Work required
In the lines below, change every "endpoint" to "service" and leave everything else as it is.

Source material

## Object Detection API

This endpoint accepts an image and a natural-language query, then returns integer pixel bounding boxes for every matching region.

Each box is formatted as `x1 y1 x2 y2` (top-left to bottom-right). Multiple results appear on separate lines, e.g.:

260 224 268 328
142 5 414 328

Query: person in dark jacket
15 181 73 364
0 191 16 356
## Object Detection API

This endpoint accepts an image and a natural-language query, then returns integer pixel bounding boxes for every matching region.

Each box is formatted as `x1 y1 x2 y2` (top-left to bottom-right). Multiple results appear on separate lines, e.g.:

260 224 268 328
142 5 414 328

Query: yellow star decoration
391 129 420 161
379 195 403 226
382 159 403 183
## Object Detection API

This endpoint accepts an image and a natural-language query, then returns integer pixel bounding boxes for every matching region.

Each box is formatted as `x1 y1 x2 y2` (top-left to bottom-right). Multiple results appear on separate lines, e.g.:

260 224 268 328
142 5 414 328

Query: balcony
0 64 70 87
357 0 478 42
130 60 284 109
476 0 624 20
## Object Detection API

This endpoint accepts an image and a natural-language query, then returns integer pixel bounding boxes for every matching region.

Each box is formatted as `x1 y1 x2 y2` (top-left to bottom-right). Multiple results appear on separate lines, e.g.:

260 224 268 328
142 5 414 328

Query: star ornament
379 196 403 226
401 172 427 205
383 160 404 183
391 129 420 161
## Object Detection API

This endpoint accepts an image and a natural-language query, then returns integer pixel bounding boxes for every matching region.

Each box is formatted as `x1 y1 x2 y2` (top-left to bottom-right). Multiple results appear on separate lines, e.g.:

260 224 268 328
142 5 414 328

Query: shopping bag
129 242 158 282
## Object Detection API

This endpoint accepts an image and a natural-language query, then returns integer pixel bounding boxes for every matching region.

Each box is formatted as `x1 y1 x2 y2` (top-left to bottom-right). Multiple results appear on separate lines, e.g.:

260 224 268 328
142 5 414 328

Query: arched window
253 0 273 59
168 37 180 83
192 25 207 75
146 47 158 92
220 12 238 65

Written answer
## Object Detection API

This service accepts an image and a natural-language query, then returns integer pixel bounding boxes for every matching region.

Each box is formatted as `x1 y1 x2 y2` (top-left to bottom-right). Multiple results appear on separate lines, e.g.:

260 224 268 328
142 5 414 328

Query: person in dark jacket
15 181 73 364
0 191 16 356
## Object Detection API

This service accepts an image and a natural-language query, then returns integer pixel bounding boxes for every matching region.

Each box is formatted as `x1 y1 x2 y2` (top-left to bottom-right). Multiple results appear on separate lines, e.g.:

260 224 268 328
142 5 414 328

Query: yellow star decoration
391 129 420 161
379 195 403 226
382 159 403 183
## Object Detection API

This service accepts an image and a natural-language query, then returns integer pixel bounding boxes for every matching region.

Each box is formatted as `x1 y1 x2 y2` (top-left to bottom-right). Multiple results appear on separate lines, e.g.:

260 224 268 328
142 5 414 328

Query: balcony
0 64 70 87
357 0 478 42
130 60 284 109
476 0 624 20
## Object Detection API

This service accepts an image and a natural-language query, then returns integer pixel bounding boxes for every matching region.

Each box is formatted as `x1 y1 x2 y2` (top-left to bottom-right). Multiple results appear on separate lines, e.g.:

260 224 268 328
142 5 414 328

Query: star ornament
379 196 403 226
401 172 427 205
383 160 404 183
391 129 420 161
## Object Detection API

This service accepts an image and a natural-language query, then returns integer pixel bounding boxes for every matching region.

Each box is formatted as `x1 y1 x2 y2` (top-left to bottom-right). Multiple results appear on separate lines, e.g.:

260 224 268 328
142 5 414 328

Query: shopping bag
129 242 158 282
## Object Detection API

This service accepts an image and a natural-language query, then returns integer pixel bounding boxes for every matching region.

Each box is formatted as `x1 y1 x2 y2` (top-left to bottom-right). Multiple results appear on separate lines, e.g.:

260 224 268 328
142 5 414 328

Query: arched window
253 0 273 59
168 37 180 83
192 25 207 75
146 47 158 92
220 12 238 65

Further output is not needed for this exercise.